Collected data entries:

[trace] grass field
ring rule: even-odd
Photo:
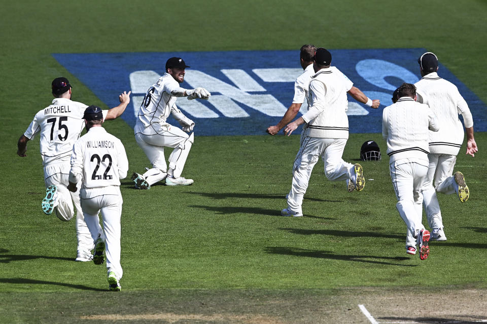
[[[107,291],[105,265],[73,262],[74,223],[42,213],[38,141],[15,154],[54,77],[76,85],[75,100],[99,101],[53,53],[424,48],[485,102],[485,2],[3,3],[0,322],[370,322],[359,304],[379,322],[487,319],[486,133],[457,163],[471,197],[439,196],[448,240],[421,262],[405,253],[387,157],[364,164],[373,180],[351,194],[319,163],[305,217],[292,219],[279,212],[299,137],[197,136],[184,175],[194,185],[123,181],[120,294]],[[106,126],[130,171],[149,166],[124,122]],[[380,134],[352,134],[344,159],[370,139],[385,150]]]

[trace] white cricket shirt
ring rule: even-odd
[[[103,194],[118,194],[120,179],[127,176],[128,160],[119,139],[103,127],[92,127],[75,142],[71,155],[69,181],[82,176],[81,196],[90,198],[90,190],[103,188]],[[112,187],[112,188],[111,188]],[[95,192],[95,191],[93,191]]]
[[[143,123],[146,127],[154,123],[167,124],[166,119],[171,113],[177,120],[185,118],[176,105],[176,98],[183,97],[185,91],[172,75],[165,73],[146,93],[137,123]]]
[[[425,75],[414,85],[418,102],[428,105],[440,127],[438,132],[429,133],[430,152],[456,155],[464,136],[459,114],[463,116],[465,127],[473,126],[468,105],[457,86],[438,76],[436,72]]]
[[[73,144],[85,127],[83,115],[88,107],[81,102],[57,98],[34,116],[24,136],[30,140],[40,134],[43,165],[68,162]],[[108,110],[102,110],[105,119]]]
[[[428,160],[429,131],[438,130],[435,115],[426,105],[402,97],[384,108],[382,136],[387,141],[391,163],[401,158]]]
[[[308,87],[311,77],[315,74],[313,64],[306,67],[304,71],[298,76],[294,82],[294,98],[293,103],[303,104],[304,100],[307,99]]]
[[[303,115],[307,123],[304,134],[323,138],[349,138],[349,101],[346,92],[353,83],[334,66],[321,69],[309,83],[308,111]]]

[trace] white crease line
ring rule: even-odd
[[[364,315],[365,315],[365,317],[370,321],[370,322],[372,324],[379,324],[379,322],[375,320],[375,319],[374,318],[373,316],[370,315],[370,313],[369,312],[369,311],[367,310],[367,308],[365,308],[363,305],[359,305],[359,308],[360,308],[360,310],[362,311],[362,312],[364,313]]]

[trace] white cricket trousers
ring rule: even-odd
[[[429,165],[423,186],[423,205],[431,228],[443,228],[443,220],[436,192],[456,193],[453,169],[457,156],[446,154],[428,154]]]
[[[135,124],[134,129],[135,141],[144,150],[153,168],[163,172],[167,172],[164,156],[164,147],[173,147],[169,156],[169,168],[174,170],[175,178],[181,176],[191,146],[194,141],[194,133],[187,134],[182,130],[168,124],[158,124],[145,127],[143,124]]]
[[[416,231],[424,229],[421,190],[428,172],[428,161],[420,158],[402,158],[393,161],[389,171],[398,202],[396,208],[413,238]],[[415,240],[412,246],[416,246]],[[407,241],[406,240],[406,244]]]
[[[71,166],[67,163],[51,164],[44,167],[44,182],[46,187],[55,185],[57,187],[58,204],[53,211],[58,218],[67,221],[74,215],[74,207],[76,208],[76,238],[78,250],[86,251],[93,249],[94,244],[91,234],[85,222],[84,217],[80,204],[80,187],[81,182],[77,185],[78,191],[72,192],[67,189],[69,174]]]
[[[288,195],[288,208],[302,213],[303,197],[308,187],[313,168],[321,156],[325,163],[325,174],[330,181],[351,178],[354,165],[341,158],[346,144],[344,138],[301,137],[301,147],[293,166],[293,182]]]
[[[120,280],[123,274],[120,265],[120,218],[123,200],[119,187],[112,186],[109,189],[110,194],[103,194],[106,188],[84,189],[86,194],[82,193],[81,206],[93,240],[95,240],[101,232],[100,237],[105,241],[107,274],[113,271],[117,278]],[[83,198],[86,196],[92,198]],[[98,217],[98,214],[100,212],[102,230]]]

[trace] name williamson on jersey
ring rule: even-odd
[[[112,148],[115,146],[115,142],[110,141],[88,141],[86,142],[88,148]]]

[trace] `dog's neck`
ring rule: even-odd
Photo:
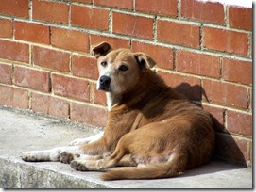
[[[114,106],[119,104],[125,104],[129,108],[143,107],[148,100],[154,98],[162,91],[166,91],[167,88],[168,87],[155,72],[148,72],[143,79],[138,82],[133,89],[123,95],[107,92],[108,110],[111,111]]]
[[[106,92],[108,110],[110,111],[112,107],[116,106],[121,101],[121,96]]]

--

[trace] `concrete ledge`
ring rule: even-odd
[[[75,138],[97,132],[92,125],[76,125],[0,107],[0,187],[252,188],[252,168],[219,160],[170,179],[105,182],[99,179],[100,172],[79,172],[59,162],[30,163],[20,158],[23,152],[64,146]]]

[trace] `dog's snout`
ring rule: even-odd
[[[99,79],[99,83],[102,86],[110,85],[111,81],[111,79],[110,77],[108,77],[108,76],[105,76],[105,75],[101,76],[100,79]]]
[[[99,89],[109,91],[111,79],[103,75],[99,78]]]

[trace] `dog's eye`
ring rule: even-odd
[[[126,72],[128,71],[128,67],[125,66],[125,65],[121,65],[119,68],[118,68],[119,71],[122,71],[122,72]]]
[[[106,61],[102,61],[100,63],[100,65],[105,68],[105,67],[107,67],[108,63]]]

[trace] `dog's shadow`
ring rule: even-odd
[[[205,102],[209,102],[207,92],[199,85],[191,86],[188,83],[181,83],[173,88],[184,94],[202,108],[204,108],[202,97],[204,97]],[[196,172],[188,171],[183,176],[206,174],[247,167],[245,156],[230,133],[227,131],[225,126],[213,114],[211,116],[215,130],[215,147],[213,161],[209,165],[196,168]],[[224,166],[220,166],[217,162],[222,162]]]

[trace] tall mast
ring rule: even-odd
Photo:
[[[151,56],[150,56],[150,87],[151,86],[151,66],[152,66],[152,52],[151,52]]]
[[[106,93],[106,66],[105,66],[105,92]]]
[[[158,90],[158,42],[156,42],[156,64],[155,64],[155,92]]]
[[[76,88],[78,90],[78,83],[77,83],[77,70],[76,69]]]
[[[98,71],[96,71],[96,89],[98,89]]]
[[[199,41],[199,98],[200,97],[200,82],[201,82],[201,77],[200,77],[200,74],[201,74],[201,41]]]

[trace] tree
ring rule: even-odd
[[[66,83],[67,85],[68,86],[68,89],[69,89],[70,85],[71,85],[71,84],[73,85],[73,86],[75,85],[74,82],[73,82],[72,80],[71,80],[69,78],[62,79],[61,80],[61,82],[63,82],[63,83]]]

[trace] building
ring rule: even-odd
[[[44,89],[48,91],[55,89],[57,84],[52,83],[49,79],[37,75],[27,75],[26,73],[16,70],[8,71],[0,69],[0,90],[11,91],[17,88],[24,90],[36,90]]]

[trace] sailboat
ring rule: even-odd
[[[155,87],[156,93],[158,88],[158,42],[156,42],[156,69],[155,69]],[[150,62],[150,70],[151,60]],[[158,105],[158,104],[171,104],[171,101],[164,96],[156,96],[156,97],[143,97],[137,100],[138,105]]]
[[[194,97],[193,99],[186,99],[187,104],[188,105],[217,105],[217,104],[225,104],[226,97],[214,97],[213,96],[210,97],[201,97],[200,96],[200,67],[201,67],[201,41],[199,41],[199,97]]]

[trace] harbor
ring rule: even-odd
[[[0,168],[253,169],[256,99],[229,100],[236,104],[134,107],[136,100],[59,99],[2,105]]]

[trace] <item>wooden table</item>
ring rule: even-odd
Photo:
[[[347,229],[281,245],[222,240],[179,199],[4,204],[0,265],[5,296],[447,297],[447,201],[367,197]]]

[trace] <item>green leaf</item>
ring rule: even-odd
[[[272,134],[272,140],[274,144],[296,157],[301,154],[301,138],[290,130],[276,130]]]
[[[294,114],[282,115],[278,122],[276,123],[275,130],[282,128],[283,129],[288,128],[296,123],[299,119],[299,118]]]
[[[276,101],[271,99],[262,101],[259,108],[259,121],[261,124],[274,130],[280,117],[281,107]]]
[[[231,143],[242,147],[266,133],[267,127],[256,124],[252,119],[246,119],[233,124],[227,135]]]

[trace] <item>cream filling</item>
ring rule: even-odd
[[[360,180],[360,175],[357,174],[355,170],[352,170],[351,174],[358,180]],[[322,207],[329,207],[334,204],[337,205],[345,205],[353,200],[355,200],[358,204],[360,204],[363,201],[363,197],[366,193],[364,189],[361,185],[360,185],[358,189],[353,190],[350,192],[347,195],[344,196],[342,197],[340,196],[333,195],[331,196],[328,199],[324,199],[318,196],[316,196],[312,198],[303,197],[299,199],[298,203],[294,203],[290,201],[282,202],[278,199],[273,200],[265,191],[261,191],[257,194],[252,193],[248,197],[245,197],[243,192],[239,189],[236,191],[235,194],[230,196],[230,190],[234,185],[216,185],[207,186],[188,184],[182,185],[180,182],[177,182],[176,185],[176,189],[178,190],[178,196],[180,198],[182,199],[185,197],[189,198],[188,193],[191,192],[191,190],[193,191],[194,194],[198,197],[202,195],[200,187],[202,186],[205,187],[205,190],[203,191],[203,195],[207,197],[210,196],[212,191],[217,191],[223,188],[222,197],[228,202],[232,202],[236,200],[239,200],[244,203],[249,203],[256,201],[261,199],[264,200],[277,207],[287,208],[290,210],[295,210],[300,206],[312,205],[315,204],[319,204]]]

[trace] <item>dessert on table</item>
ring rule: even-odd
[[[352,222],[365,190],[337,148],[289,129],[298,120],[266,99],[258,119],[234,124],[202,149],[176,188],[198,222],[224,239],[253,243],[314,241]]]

== WHAT TO PRODUCE ==
Gather each line of the records above that contains the string "cricket". Case matters.

== THE COMPLETED TASK ==
[trace] white cricket shirt
[trace] white cricket trousers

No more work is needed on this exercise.